Yield Engine (CCYOE)

Cross-Collateral Yield Optimization Engine

Cambi's most innovative feature isn't just accessing high yields – it's intelligently distributing them across the protocol to create sustainable, market-beating returns for all users. Think of it as both an embedded protocol hedge, as well a constant pseudo-equalizer that allocates yields (instead of token inflation or “free money” for mercenary capital) as a form of incentive to build a powerful, Bitcoin-first treasury for the protocol.

The Problem with Isolated Yields

Traditional protocols treat each asset in isolation:

  • USDC earns T-bill yields (5%) - that Circle keeps entirely

  • BTC earns DeFi lending yields (3%) - really high risk for low returns

  • Local currencies earn local rates - which are usually locked up and heavily controlled

This creates inefficiencies and limits growth potential.

#####

§ **PARTS OF THE EXERCISE**:
• A. In the yield engine description, what yield does USDC earn under traditional protocols, and who keeps it?
• B. Carry on the yield engine description from where it stops.

§ **MATERIAL**:
#####

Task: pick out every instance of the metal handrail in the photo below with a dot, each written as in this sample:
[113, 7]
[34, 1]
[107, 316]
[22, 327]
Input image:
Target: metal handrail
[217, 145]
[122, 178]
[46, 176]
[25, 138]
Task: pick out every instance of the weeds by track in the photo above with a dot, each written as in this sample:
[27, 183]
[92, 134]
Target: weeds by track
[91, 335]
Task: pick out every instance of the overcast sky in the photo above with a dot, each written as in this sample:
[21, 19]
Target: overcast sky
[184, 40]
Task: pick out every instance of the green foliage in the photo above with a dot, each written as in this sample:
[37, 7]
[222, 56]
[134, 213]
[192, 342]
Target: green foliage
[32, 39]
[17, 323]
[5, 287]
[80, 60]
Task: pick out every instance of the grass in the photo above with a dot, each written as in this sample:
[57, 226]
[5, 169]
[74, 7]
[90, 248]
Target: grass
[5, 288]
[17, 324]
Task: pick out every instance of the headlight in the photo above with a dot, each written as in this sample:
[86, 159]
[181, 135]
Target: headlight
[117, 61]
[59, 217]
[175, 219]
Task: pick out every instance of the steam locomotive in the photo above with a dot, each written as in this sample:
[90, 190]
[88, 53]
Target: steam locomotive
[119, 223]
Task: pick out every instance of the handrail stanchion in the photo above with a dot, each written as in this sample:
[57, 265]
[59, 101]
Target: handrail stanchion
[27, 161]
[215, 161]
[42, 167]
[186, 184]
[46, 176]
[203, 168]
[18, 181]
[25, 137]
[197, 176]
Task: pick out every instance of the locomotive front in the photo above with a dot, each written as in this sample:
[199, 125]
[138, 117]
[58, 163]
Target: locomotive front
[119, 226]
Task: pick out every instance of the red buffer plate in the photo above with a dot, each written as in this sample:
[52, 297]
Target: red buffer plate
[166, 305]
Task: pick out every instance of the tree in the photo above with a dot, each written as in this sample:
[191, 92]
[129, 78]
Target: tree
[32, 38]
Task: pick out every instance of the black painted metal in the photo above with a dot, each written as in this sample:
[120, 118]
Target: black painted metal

#####

§ **ANSWERS GIVEN**:
• A. USDC earns T-bill yields of 5%, which Circle keeps entirely.

• B.
Cambi's Approach

We treat all protocol yields as a unified pool, dynamically optimizing distribution while maintaining risk isolation:

Base Layer: Each asset generates native yields

  • cmBRL: 14-25% from Brazilian markets

  • cmUSD: 12-18% from USD-denominated receivables

  • cmBTC: 3-8% from institutional lending

Optimization Layer: Excess yields flow into unified pool

  • If cmBRL yield exceeds targets, excess yield boosts cmUSD/cmBTC

  • And since we're competing against single-digit-yields from other yield-bearing stables

  • If cmUSD yield exceeds targets, excess yield boosts cmBTC

  • During high-demand periods, yields auto-balance

  • Protocol treasury captures value for security and growth

Simplified Distribution Logic:

Base Yield Distribution:
- cmBRL holders: Native yield (currently 14-25%)
- cmUSD holders: Native yield (currently 12-18%)
- cmBTC holders: Native yield (currently 3-8%)

Optimization Distribution:
- Calculate excess yields above target rates
- Redistribute based on:
  - 40% to under-supplied assets
  - 30% to strategic growth incentives
  - 20% to all holders proportionally
  - 10% to protocol treasury

Dynamic Supply Caps

To maintain attractive yields, we also implement dynamic supply caps:

  • cmBRL: Unlimited (main yield generator for protocol)

  • cmUSD: $50M initial cap (expands by $25M when yield >14%)

  • cmBTC: $20M initial cap (expands by $10M when utilization >80%)

Real-World Example

Imagine the protocol state:

  • cmBRL: $80M TVL generating 25% = $20M annual yield

  • cmUSD: $40M TVL expecting 15% = $6M expected yield

  • cmBTC: $15M TVL expecting 5% = $750k expected yield

Total protocol yield: $20M Total expected distribution: $6.75M Excess yield: $13.25M

This excess is redistributed:

  • cmUSD boost: +3% (to 18%)

  • cmBTC boost: +2% (to 7%)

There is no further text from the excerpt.